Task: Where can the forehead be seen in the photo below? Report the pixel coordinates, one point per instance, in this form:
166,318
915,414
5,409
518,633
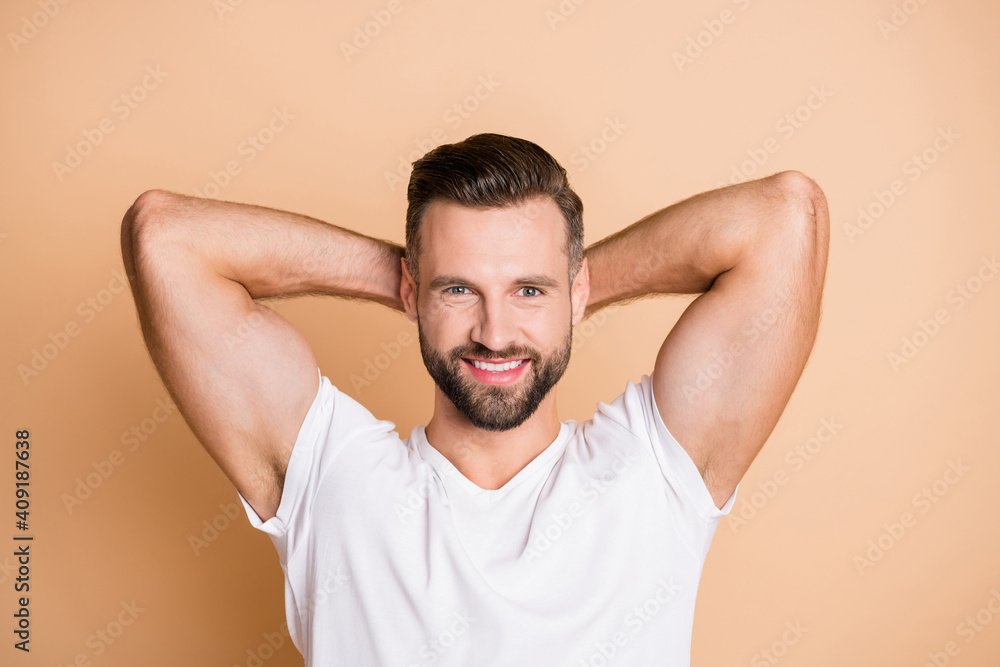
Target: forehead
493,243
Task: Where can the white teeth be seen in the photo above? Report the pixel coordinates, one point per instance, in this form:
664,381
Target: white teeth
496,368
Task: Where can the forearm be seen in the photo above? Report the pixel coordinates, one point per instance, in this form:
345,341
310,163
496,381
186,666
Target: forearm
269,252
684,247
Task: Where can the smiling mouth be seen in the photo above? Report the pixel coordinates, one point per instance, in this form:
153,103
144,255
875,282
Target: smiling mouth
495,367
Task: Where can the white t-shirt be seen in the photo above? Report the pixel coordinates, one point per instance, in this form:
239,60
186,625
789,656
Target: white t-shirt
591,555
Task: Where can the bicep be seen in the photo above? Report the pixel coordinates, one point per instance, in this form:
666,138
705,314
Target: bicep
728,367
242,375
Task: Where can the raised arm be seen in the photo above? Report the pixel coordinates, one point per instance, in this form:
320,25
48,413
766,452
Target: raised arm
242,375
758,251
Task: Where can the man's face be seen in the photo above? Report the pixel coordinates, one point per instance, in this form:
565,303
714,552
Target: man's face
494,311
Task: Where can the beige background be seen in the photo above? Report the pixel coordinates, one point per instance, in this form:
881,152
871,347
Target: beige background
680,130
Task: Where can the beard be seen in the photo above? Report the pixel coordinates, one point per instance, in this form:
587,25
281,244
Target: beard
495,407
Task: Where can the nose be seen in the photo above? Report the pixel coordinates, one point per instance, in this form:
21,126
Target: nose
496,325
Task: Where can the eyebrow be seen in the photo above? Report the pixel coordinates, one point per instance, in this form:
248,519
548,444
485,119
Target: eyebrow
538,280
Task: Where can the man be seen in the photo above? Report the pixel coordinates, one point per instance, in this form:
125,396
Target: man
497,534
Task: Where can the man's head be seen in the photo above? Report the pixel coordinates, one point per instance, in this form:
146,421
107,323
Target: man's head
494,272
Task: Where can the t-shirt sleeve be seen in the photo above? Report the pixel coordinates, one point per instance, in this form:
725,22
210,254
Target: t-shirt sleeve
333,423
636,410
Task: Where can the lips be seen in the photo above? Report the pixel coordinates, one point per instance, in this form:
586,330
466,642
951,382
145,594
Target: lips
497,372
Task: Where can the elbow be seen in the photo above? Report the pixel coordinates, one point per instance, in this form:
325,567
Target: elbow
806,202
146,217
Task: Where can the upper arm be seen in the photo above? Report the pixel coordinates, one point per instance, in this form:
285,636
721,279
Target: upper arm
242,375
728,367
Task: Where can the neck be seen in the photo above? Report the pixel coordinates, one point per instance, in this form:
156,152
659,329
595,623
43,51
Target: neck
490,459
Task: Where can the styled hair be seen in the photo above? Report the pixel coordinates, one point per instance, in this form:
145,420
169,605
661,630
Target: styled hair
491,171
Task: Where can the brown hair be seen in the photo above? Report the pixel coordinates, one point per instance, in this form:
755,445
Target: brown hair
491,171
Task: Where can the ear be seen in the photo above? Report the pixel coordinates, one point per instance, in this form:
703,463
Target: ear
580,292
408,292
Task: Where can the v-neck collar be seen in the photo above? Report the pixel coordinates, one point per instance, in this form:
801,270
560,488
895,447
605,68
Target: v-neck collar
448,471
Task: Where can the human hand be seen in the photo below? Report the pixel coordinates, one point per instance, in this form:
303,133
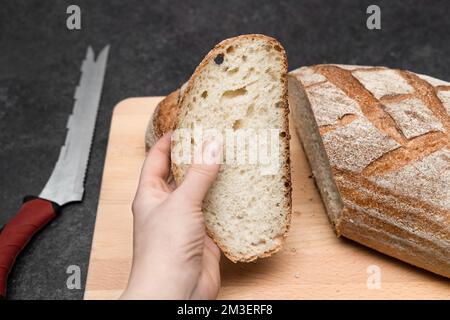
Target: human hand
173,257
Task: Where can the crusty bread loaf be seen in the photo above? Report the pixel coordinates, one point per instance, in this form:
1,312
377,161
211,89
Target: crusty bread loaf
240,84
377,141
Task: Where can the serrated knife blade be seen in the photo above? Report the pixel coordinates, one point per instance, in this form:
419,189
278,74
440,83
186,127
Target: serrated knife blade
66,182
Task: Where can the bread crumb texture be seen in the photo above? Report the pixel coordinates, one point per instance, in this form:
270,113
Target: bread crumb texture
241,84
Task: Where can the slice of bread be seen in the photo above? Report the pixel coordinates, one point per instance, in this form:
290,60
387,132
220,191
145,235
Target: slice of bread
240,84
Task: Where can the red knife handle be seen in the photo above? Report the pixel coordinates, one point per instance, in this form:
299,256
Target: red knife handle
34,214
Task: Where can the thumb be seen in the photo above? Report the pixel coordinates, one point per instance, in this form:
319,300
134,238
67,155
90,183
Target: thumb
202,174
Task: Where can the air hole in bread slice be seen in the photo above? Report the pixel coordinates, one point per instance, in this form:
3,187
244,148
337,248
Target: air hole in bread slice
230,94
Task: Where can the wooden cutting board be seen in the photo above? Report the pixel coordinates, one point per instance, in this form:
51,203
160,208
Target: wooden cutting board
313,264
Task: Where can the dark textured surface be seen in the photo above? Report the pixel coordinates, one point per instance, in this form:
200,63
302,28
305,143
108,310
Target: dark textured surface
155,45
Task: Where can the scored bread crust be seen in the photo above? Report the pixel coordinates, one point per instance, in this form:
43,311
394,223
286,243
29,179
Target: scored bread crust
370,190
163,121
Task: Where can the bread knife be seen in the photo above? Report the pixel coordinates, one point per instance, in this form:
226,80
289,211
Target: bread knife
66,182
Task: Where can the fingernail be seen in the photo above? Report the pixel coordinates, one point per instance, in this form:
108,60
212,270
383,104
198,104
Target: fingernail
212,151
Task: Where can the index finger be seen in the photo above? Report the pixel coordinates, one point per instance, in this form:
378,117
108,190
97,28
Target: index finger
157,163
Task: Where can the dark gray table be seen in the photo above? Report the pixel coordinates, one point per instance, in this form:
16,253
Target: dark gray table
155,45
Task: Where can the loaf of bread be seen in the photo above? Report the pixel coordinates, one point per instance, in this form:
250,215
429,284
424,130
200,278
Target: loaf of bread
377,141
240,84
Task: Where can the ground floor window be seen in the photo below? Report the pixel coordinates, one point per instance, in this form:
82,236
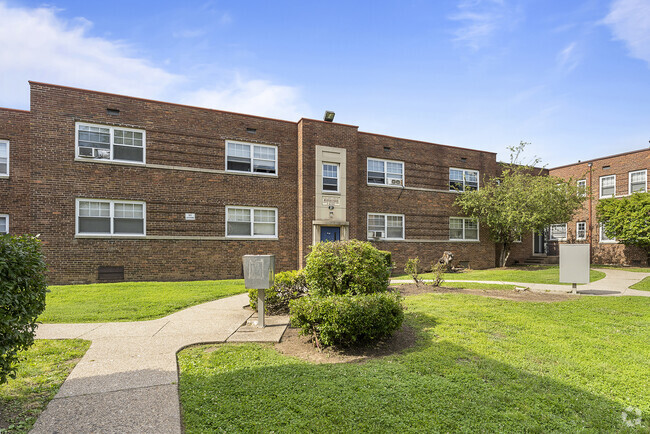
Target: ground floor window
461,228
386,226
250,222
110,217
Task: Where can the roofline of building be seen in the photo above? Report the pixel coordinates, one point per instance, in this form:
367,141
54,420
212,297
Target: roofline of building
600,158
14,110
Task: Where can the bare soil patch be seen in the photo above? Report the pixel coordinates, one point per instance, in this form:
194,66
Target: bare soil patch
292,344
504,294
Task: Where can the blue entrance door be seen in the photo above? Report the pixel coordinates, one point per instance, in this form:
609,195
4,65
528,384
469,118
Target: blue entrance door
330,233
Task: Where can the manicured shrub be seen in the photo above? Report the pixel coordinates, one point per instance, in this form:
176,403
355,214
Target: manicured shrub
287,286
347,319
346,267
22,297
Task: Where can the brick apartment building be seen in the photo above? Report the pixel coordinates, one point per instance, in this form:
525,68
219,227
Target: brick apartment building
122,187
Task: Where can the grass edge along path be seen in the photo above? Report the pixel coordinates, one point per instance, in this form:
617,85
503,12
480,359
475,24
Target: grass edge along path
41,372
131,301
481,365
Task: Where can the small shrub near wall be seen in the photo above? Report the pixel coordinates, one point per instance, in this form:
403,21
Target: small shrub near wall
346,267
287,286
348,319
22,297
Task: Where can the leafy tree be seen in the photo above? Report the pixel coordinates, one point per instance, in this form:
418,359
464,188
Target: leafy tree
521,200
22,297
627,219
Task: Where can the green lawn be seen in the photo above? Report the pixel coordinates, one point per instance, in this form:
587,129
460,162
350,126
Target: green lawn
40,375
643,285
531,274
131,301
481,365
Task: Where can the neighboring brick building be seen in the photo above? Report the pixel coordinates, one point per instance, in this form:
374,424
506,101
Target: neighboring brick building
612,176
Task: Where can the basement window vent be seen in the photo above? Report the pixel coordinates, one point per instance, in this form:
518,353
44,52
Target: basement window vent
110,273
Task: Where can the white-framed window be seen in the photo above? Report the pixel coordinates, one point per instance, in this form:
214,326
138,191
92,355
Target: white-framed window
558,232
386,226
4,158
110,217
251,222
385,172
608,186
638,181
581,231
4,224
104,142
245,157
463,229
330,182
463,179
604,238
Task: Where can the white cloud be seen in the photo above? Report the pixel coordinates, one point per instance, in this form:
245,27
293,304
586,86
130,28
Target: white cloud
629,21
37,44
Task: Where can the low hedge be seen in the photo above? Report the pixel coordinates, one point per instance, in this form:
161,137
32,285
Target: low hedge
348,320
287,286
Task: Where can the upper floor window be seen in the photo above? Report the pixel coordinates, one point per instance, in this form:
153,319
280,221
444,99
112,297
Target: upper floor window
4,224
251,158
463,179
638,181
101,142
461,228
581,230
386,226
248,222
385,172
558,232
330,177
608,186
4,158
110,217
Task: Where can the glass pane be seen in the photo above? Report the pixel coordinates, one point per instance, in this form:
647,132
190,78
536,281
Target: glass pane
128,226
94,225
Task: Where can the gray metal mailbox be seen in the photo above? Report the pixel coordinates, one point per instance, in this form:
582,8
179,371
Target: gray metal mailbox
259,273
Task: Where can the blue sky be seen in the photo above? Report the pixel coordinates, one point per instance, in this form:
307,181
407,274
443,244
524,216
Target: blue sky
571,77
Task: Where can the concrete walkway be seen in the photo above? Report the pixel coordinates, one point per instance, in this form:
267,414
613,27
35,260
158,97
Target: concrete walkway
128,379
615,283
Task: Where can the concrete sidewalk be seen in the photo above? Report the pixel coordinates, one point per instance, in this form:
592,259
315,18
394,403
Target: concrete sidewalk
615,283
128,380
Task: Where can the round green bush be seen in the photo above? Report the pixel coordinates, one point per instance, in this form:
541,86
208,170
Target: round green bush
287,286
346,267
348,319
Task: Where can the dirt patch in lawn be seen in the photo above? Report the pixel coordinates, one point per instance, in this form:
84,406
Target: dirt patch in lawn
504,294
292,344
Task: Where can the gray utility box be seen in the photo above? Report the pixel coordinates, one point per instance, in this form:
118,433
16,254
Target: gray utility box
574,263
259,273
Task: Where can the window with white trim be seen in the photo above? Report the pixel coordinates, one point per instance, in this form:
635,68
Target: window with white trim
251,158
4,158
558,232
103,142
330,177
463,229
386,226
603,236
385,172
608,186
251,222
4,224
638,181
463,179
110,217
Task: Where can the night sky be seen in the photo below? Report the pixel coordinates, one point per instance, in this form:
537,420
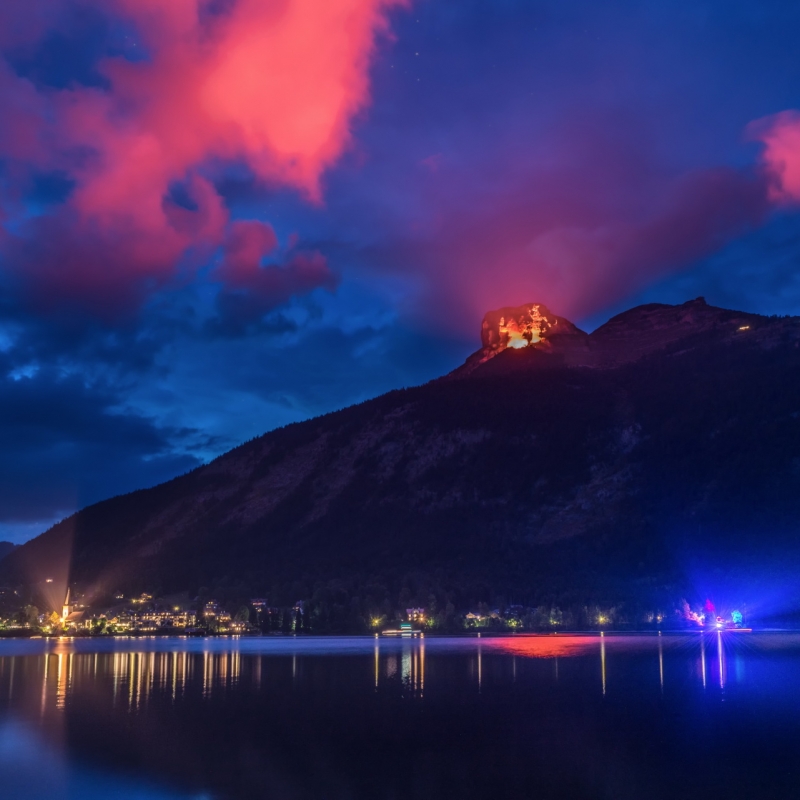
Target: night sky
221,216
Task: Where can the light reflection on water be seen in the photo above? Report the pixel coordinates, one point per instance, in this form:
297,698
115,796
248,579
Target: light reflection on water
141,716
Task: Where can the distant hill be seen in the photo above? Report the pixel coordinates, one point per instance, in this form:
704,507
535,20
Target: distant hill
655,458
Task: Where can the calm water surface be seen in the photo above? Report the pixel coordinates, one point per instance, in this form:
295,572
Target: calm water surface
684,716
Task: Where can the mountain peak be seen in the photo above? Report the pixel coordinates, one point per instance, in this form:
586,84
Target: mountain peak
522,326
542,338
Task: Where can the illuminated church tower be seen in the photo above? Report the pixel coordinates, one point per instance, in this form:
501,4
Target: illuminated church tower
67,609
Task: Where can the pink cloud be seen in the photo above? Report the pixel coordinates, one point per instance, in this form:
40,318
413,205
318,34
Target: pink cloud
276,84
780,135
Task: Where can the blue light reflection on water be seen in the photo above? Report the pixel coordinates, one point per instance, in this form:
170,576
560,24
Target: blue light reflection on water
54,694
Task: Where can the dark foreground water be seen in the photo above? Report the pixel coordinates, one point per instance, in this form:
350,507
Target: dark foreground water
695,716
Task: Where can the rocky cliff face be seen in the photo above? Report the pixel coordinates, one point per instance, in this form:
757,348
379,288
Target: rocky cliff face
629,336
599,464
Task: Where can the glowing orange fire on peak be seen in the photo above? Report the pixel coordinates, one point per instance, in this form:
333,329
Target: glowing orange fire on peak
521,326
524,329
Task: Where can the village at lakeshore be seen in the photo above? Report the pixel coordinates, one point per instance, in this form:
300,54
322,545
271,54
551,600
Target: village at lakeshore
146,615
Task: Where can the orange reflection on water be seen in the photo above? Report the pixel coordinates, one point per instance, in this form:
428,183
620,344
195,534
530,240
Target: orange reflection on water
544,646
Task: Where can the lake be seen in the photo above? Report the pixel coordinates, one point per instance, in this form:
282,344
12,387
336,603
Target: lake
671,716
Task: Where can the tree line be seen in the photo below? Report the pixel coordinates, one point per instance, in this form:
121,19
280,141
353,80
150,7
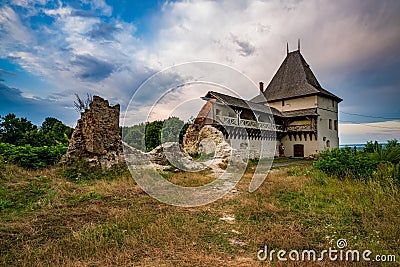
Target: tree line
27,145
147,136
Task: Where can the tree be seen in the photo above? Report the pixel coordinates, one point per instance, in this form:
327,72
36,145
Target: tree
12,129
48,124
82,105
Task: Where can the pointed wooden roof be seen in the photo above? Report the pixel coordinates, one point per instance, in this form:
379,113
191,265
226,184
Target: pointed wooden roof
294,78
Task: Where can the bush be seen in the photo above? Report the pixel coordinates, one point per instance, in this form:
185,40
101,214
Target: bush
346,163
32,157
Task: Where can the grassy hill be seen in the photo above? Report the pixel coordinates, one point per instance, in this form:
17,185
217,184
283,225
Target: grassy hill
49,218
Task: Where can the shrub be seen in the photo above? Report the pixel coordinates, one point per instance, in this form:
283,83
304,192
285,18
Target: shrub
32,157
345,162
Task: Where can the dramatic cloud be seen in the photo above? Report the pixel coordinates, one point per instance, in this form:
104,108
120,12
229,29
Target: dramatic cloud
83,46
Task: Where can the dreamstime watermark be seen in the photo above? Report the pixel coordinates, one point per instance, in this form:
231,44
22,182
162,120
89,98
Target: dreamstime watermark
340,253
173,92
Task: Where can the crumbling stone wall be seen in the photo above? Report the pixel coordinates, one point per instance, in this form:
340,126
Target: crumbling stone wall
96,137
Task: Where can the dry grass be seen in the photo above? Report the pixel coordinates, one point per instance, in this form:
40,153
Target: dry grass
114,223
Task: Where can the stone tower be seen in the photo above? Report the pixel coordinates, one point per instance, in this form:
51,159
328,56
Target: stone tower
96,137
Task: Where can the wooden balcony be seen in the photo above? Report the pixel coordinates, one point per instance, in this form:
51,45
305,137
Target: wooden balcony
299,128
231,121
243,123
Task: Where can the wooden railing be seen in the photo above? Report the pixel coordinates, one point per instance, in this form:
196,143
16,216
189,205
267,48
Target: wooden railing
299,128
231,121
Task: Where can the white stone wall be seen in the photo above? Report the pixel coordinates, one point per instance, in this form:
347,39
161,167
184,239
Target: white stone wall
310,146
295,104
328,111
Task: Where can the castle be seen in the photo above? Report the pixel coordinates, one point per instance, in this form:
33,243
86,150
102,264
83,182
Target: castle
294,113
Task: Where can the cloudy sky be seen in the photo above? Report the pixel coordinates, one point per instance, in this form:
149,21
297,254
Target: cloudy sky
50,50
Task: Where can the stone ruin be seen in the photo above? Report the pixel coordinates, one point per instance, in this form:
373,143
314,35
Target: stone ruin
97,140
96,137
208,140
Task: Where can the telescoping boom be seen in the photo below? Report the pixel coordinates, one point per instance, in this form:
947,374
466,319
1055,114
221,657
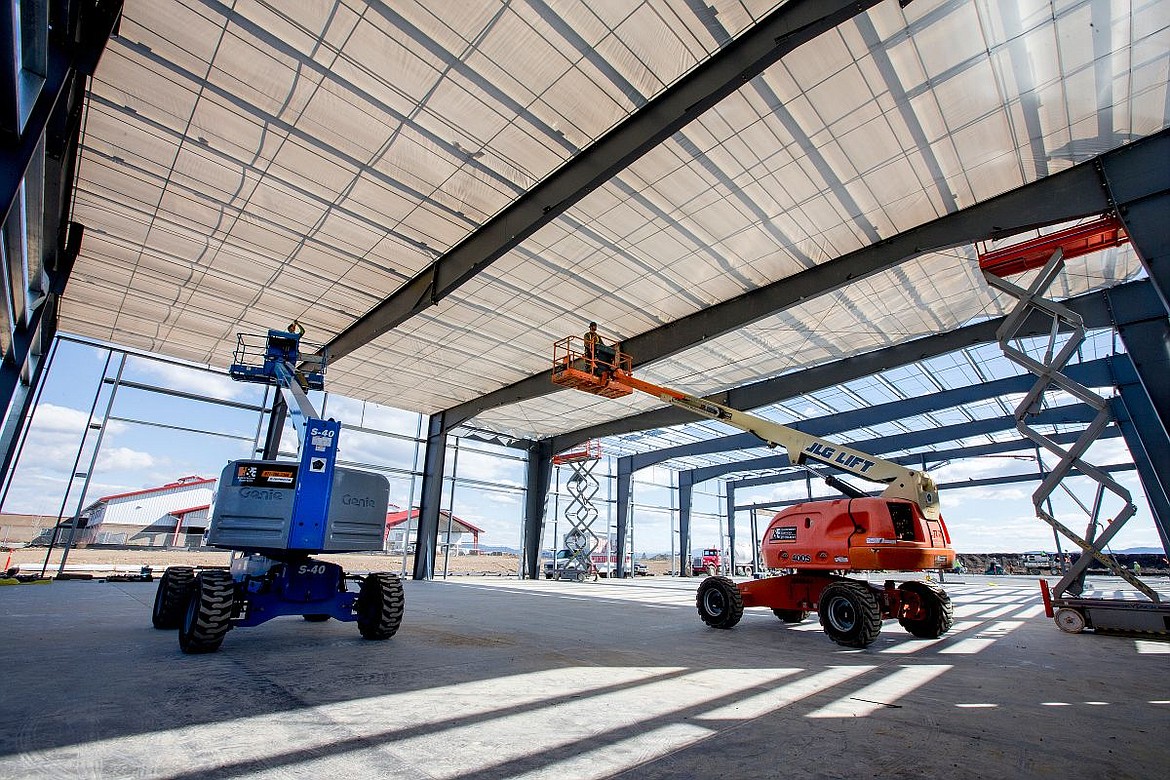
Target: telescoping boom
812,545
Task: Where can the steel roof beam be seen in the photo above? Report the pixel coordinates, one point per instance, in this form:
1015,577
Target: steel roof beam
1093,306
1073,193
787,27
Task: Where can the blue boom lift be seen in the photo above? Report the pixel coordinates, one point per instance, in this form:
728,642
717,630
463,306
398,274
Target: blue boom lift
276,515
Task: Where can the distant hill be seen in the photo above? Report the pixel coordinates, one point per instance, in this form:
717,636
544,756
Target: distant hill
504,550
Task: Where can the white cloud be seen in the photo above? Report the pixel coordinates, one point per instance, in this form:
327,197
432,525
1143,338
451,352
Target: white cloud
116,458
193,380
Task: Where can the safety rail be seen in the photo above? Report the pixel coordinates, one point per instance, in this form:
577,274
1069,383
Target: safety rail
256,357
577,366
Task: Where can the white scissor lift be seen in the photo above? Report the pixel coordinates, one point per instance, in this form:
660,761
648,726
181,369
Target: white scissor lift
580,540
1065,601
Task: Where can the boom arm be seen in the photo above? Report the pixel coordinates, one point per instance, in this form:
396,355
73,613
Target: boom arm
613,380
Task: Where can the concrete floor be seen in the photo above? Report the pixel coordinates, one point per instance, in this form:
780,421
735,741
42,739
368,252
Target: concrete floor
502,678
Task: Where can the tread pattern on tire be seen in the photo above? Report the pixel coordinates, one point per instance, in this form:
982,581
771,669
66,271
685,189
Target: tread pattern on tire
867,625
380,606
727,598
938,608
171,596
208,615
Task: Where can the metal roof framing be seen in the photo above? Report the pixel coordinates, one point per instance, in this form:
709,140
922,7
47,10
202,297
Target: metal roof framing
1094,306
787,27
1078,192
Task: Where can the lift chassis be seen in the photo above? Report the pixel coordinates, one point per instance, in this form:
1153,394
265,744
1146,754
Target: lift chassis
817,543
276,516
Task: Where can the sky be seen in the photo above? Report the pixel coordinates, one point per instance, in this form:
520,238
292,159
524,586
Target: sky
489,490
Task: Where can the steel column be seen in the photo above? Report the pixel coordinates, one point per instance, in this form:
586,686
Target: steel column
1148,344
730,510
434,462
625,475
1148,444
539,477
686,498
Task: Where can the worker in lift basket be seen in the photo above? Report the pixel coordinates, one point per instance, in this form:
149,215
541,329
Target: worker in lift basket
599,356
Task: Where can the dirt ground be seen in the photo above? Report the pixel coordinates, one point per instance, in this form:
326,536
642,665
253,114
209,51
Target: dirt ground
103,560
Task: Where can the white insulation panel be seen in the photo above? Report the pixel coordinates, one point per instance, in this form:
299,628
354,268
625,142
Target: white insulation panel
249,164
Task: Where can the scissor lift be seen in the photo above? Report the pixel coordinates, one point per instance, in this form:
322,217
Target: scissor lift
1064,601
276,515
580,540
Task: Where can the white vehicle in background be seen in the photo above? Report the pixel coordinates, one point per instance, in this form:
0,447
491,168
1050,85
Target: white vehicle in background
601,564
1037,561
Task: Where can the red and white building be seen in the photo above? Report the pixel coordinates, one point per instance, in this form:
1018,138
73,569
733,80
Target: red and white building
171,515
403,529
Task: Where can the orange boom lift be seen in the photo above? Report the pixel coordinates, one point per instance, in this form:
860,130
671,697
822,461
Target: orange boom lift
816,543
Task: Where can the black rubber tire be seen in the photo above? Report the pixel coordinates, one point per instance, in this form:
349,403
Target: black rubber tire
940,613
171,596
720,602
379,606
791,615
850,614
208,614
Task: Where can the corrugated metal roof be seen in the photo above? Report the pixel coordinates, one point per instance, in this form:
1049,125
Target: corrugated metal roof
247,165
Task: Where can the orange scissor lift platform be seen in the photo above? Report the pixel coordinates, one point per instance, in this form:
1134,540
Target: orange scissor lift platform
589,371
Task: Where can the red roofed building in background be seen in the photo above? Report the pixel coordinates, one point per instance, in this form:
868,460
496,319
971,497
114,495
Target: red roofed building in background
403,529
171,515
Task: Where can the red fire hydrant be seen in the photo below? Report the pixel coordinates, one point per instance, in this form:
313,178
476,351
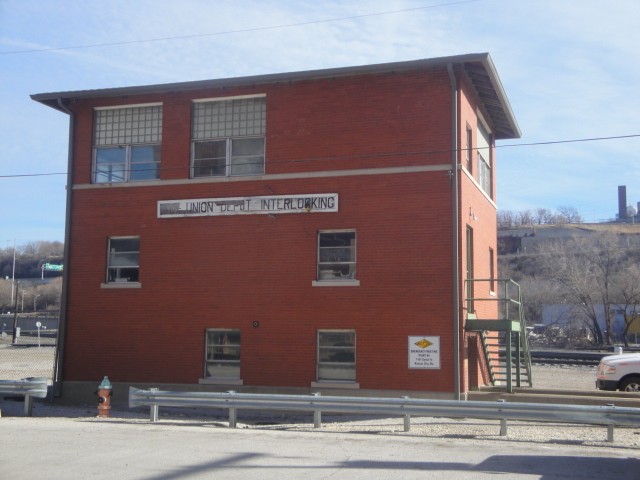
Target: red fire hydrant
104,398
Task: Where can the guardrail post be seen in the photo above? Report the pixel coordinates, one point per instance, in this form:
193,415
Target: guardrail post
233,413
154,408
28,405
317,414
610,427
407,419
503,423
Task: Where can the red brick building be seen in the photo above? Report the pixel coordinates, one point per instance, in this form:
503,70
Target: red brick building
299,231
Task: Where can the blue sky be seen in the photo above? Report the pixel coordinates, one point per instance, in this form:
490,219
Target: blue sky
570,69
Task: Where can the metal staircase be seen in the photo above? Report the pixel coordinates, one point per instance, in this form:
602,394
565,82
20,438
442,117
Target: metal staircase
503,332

Written exercise
Reproduce, word for word, every line from the one that contains "Task: Where can the corrugated" to the end of the data, including both ends; omit all pictures.

Response for this exercise
Task: Where can the corrugated metal roof be seen in the photo above? Report the pixel coordinates, one point per instance, in this form:
1049,125
Target: corrugated metal roof
247,165
Task: Where can the orange scissor lift platform be seen in the photo above? Report the pixel coordinates, one point per instance, in this form:
1134,540
Target: orange scissor lift platform
589,371
Task: Where can the red roofed building in background be seen in the photo above? Report the pixel coordinates, one point per instance, in this form:
868,460
496,319
971,497
114,495
Target: red roofed building in background
403,529
171,515
Task: Where can the red fire hydrant be seen in the photo below? Report the pixel coordinates, one point per instance, in this form:
313,178
476,351
Target: red fire hydrant
104,398
Task: Where can the guardrail post be seen in the photo above? Report the pixel coordinates, one point per instance, in this form:
193,415
Target: guardrail post
233,413
154,408
28,405
317,414
610,427
407,419
503,423
Task: Where can the red brick building be seen in the photo above? Report the pixel coordinates, one point per instance, in this form:
503,70
Target: red brick building
299,231
Task: Where can the blue sky be seen in the photo above? Report the pixel coordinates, one point per instance, in this form:
490,219
Target: blue sky
570,69
Task: Where can the metal staircase be seen in the photo above? Report the pixel coordinates, one point per instance, in this form:
602,394
565,82
20,438
442,117
Target: metal staircase
503,332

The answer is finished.